_REQUIRED ACTION_
Search the records for the word "below" and pick out every line that has it.

_PROVIDED DATA_
──────────────────────────────

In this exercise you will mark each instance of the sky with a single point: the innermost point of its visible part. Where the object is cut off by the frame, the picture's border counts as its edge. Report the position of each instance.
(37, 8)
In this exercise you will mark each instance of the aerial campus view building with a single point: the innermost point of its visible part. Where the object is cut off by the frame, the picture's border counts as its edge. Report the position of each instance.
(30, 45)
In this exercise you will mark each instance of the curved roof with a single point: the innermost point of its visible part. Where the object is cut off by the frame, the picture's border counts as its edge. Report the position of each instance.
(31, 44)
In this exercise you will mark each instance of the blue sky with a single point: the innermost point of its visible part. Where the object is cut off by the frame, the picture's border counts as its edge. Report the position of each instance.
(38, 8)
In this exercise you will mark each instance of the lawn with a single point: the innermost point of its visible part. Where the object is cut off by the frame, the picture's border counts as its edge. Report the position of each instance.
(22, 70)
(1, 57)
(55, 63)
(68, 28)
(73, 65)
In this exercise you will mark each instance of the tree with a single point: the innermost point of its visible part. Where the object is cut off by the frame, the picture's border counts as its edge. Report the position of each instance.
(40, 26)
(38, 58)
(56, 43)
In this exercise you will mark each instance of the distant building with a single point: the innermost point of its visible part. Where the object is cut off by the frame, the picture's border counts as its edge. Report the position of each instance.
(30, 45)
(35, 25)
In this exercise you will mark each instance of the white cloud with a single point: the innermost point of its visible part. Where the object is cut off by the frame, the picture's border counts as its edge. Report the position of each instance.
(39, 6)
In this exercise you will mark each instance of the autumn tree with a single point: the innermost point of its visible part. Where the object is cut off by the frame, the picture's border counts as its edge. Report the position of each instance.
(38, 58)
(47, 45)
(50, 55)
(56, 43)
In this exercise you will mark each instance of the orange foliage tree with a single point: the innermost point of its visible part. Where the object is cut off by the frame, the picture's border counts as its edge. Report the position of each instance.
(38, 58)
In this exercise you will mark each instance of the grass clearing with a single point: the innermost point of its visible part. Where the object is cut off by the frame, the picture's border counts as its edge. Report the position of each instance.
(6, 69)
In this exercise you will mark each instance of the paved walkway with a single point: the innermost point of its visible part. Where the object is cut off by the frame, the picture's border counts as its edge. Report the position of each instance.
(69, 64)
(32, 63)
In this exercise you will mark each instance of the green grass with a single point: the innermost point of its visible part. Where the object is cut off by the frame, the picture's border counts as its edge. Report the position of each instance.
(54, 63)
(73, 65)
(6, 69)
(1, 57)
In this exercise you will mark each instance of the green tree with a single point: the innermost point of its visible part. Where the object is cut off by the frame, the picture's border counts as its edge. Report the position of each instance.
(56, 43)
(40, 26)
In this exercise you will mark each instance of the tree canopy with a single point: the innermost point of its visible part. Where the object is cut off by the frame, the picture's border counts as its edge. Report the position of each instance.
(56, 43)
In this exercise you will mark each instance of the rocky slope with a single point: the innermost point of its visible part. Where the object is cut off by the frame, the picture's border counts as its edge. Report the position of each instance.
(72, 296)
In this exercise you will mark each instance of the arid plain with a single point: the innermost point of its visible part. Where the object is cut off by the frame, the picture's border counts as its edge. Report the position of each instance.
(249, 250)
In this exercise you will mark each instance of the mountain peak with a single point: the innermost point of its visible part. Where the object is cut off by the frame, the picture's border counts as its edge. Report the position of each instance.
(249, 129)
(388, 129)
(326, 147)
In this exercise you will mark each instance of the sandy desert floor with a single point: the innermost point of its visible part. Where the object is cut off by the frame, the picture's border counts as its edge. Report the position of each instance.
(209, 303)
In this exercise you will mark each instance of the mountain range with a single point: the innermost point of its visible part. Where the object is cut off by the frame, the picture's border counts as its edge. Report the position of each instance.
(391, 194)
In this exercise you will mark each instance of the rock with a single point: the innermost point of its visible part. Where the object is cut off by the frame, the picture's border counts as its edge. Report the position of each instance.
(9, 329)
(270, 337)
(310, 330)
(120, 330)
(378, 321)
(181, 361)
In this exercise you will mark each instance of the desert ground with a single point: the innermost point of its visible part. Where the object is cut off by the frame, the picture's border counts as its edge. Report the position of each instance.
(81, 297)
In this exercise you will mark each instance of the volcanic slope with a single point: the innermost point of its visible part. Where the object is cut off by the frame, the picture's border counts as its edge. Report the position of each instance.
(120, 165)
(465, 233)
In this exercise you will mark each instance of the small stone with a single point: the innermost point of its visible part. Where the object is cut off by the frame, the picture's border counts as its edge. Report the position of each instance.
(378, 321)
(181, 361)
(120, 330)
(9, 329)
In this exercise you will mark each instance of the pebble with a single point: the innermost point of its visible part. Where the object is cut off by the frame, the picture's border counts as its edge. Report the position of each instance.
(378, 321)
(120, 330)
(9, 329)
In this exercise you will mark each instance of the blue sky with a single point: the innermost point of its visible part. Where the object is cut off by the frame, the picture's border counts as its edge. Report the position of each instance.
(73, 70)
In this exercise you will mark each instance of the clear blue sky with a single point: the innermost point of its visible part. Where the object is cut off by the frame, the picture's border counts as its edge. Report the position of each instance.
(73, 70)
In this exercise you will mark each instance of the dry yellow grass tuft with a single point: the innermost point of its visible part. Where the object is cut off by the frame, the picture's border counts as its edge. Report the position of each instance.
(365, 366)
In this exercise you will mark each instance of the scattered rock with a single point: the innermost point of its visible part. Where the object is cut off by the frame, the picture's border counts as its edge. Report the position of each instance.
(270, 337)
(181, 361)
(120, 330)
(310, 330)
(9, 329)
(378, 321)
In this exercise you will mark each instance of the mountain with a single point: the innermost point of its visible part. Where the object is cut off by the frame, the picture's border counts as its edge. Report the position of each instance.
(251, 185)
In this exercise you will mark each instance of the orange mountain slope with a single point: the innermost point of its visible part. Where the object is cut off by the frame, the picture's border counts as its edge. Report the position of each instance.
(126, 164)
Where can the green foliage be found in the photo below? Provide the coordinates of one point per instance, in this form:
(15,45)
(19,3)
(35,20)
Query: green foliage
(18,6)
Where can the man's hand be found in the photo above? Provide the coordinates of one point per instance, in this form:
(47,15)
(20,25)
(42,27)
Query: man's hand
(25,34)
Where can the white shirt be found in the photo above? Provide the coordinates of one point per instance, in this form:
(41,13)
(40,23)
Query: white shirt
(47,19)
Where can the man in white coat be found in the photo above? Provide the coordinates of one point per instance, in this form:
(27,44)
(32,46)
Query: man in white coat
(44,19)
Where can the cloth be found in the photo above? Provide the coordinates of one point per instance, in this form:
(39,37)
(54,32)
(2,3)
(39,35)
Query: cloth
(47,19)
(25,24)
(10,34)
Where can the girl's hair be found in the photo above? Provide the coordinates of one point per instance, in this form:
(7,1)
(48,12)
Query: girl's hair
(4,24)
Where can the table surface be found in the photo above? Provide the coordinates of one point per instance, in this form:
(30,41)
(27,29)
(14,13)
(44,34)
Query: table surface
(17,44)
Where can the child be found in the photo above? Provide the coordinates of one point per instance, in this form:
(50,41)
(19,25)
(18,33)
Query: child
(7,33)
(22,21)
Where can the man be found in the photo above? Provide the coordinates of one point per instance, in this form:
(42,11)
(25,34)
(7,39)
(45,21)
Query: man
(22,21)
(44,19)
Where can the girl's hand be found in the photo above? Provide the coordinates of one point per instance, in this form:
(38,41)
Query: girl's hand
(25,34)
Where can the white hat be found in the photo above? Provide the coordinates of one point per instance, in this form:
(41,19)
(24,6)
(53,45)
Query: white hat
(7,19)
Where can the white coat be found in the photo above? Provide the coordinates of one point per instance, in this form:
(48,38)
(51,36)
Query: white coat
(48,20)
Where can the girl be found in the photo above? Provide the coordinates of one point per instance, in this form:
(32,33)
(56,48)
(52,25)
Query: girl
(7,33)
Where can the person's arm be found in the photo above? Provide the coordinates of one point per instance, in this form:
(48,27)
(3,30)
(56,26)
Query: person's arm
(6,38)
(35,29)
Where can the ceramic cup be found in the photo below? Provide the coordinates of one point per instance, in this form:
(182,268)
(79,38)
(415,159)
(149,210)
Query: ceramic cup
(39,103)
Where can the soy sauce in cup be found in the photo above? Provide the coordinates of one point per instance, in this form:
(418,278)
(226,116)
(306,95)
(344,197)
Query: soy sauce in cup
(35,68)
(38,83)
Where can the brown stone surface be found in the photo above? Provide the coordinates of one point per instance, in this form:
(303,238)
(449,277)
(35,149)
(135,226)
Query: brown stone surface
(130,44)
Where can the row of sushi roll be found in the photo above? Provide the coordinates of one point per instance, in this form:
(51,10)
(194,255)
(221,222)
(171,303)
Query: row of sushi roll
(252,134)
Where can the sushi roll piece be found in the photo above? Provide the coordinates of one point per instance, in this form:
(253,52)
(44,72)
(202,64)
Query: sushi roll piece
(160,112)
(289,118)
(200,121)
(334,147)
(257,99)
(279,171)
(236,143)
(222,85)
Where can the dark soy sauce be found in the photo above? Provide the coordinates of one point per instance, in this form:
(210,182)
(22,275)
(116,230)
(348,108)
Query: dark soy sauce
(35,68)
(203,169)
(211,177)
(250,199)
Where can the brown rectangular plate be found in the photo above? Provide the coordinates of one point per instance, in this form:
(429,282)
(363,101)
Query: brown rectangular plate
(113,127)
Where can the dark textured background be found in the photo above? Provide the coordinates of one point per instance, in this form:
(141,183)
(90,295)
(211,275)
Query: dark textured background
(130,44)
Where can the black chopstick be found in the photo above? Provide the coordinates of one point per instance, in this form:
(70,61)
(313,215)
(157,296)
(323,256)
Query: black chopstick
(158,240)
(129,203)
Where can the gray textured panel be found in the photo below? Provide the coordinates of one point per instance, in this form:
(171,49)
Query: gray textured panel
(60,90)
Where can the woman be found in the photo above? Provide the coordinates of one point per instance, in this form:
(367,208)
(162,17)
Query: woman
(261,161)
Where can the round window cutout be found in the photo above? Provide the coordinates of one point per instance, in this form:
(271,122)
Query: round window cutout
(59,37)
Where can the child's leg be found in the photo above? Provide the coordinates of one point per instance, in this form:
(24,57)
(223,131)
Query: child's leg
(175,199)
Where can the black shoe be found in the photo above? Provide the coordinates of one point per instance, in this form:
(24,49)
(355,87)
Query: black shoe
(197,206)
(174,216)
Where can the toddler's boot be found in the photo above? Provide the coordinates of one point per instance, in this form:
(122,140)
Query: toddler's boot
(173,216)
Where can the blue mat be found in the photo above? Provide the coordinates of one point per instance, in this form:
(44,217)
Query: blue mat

──────────────────────────────

_ANSWER BOX_
Where can the green foliage be found in the photo below? Provide the coordinates of one point per instance, in this form:
Where can the ceramic cup be found in the photo below? Provide the coordinates of one point per instance, in this form:
Where can the gray textured panel be found in the photo below? Provide the coordinates of one point per instance, in this form:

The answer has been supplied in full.